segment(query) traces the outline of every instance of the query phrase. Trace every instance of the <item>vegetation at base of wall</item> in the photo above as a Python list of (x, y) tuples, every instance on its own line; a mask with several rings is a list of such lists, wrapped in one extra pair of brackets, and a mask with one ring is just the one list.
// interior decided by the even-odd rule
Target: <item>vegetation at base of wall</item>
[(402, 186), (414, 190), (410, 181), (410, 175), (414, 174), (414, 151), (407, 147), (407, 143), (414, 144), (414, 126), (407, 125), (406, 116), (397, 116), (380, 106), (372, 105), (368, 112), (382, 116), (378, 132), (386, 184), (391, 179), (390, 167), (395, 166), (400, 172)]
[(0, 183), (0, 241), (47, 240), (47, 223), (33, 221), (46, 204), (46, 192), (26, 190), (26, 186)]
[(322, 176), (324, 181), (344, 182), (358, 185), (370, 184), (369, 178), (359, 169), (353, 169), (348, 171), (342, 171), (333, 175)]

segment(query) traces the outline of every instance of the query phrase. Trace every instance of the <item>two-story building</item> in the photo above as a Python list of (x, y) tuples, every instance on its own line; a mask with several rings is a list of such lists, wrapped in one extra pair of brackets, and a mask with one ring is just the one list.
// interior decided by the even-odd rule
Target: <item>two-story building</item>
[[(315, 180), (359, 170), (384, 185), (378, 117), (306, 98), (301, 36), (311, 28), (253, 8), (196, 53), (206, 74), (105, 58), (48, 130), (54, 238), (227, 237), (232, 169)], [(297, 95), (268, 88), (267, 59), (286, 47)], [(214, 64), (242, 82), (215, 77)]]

::::::

What is needed:
Beginning at the line that contains "Target: <item>vegetation at", give again every line down to the end of the material, exactly as written, and stop there.

Response to this exercise:
Target: <item>vegetation at base of wall</item>
[(402, 186), (414, 190), (410, 181), (410, 175), (414, 174), (414, 151), (407, 147), (407, 143), (414, 144), (414, 126), (407, 125), (406, 116), (397, 116), (380, 106), (372, 105), (368, 112), (382, 116), (378, 132), (386, 184), (391, 179), (390, 167), (395, 166), (400, 172)]
[(0, 183), (0, 241), (47, 240), (47, 223), (33, 221), (46, 204), (46, 192), (26, 190), (26, 186)]
[(322, 176), (324, 181), (344, 182), (358, 185), (370, 184), (369, 178), (359, 169), (353, 169), (348, 171), (342, 171), (333, 175)]

segment(query) traces the outline of every instance of the query phrase. Trace every instance of the <item>two-story building</item> in the photo above as a Python list of (x, y) tuples, every instance on its own line; a mask with several rings is a list of such lists, wrapped in one extra pair of brackets, and a mask with one ring is just the one list.
// interior decided by the even-odd rule
Target: <item>two-story building</item>
[[(315, 180), (359, 170), (384, 185), (378, 117), (306, 98), (301, 36), (311, 28), (253, 8), (196, 53), (206, 74), (105, 58), (48, 130), (54, 238), (227, 237), (232, 169)], [(297, 95), (268, 88), (267, 59), (286, 47)], [(214, 64), (242, 82), (215, 77)]]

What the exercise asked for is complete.